- _Document extract_
Convolutional Neural Network : Comprehensive Guide

We have been analyzing this world without using conscious effort. We visualize everything around us, make predictions, generate hypothesis, and act upon them accordingly. By looking at the picture illustrated above, we might assume that Lucy is helping Bella learn the piano. That is something we have been doing everyday subconsciously. We perceive things as labels, recognize patterns and make predictions upon them. But how are we able to interpret these things effortlessly? The answer lies behind the two most essential features of nature: vision and intellect. Whatever we see around us, the brain is responsible for making sense out of it. The complex structure of neurons help us create labels and predict the situation. It seems so natural to us that we hardly think about it. But what if we want to transfer these interpretation qualities to a machine? This is where a Convolutional neural network comes into the picture.

The learning process is similar to a child who has just begun to learn about this world. To teach him about an apple, we show him the apple or images of it multiple times to make him/her remember and label it like an apple. We may do the same for machines as well. However, machines can only understand the numeric language. Luckily the advancement in computer vision and deep learning has risen and is building multiple practical algorithms. Predominantly one particular algorithm- Convolutional Neural Network.

- _Problems and tasks_
- A) According to the convolutional neural network guide, which two essential features of nature let us interpret things effortlessly?
- B) Quote the stretch of the convolutional neural network guide from "The learning process" through "Convolutional Neural Network.".

- _Stored rows_
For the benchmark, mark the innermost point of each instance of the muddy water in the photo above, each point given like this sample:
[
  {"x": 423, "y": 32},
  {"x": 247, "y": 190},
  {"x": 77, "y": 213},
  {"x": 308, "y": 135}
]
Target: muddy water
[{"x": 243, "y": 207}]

- _Final results_
- A) Vision and intellect.

- B)
The learning process is similar to a child who has just begun to learn about this world. To teach him about an apple, we show him the apple or images of it multiple times to make him/her remember and label it like an apple. We may do the same for machines as well. However, machines can only understand the numeric language. Luckily the advancement in computer vision and deep learning has risen and is building multiple practical algorithms. Predominantly one particular algorithm- Convolutional Neural Network.